Collected data entries:
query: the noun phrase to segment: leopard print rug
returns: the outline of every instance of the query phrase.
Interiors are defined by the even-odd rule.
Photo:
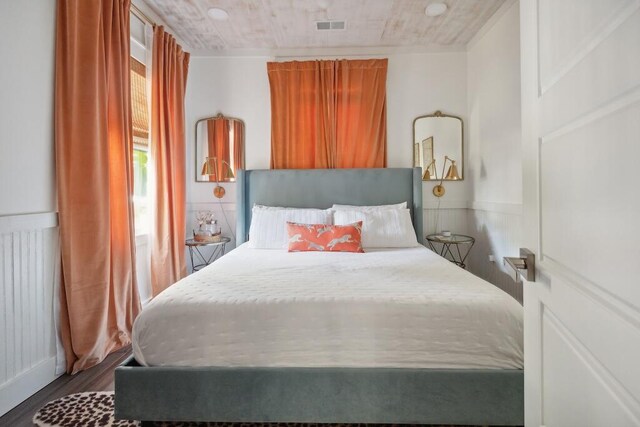
[[[44,405],[33,417],[38,427],[138,427],[133,420],[113,416],[113,392],[92,391],[70,394]],[[317,424],[317,423],[166,423],[156,427],[393,427],[395,424]],[[409,426],[406,426],[409,427]],[[435,426],[434,426],[435,427]],[[440,426],[444,427],[444,426]]]
[[[70,394],[44,405],[33,417],[39,427],[137,427],[138,421],[113,418],[112,392]]]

What you will do:
Word for word, restate the records shown above, minus the pictures.

Answer section:
query: the noun phrase to segment: leopard print rug
returns: the outline of every instance of the query phrase.
Interiors are defined by the even-odd rule.
Photo:
[[[44,405],[33,417],[38,427],[138,427],[133,420],[113,416],[113,392],[92,391],[70,394]],[[317,424],[317,423],[166,423],[156,427],[393,427],[395,424]],[[409,426],[406,426],[409,427]],[[435,426],[434,426],[435,427]],[[440,426],[444,427],[444,426]]]
[[[70,394],[44,405],[33,417],[39,427],[137,427],[138,421],[113,418],[112,392]]]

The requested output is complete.